# WHAT TO DO
From the database notebook text below, reproduce the passage from "password = %env" up to and including "n_live_tup desc', con=db)" word for word.
STUDY TEXT below:
In [4]:
import psycopg2 as pg
import pandas as pd

# Database setup
host = "localhost"
database = "cdm"
user = "postgres"
password = %env PGPASSWORD
connection_string = "host={} dbname={} user={} password={}".format(host, database, user, password)

db = pg.connect(connection_string)

# Basic Row Counts

Get basic (not 100% accurate) row counts from the `pg_stat_user_tables` table.

In [5]:
pd.read_sql('select relname as "Table", n_live_tup "Row Count" from pg_stat_user_tables where n_live_tup > 0 order by n_live_tup desc', con=db)

Unnamed: 0,Table,Row Count
0,drug_labels,4538
1,heracles_analysis,185
2,sec_role_permission,110
3,sec_permission,65
4,schema_version,46
5,concept_of_interest,42
6,sec_role,6
7,cohort_study,6
8,source_daimon,3
9,batch_job_execution_params,2


# Identify Diabetes Patients

Try to figure who has had diabetes. Start with trying to find the concepts that represent diabetes.

In [4]:
pd.read_sql("SELECT count(*) FROM concept WHERE concept_name LIKE '%Diabetes%' OR concept_name LIKE '%diabetes%'", con=db)

Unnamed: 0,count
0,1121


We are actually only looking for conditions that are clinical findings, so we can do better:

In [5]:
diabetes_concepts_query = """
SELECT
  count(*)
FROM
  concept
WHERE
  (
    concept_name LIKE '%Diabetes%'
    OR concept_name LIKE '%diabetes%'
  )
  AND domain_id = 'Condition'
  AND concept_class_id = 'Clinical Finding' LIMIT 1000;"""

pd.read_sql(diabetes_concepts_query, con=db)

Unnamed: 0,count
0,605


With this limited subset of concepts, we can count the number of people that have ever had a condition matching one of those codes as follows:

In [6]:
diabetes_patient_count = """
End of STUDY TEXT.
DATA EXCERPTS below:
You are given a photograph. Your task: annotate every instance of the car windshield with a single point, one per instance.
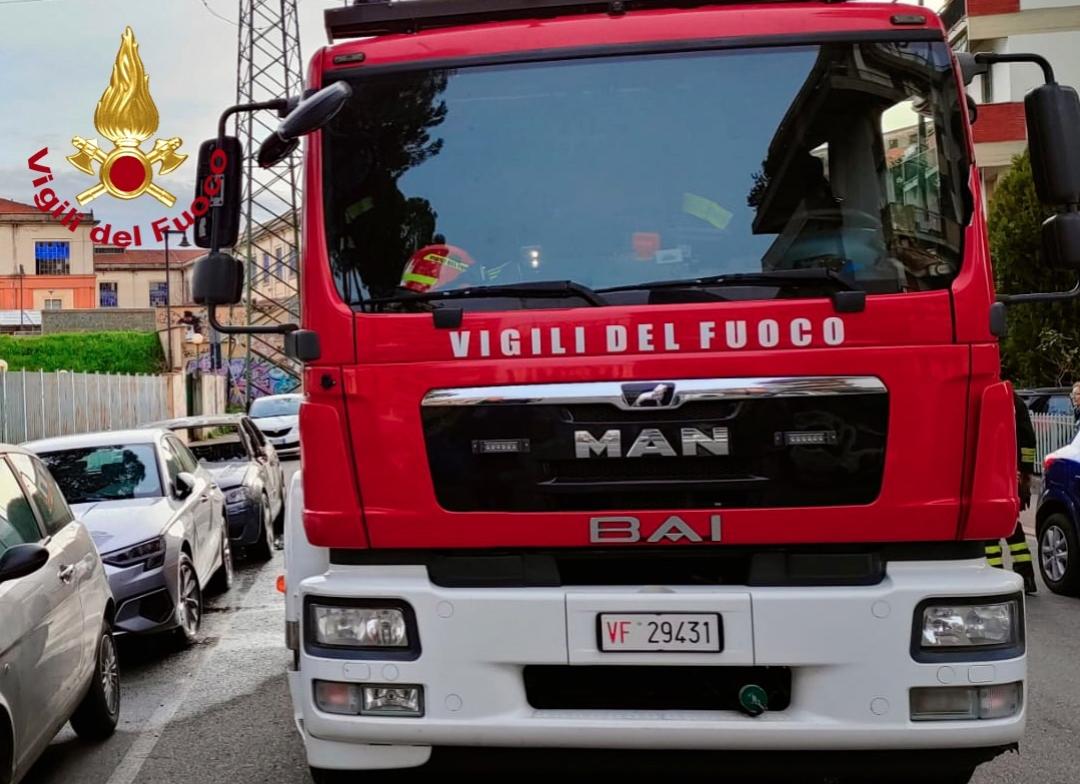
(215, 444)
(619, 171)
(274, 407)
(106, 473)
End of DATA EXCERPTS.
DATA EXCERPTS below:
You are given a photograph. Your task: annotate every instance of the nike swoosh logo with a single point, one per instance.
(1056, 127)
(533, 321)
End of DATA EXCERPTS.
# PROBLEM SOLUTION
password = %env PGPASSWORD
connection_string = "host={} dbname={} user={} password={}".format(host, database, user, password)

db = pg.connect(connection_string)

# Basic Row Counts

Get basic (not 100% accurate) row counts from the `pg_stat_user_tables` table.

In [5]:
pd.read_sql('select relname as "Table", n_live_tup "Row Count" from pg_stat_user_tables where n_live_tup > 0 order by n_live_tup desc', con=db)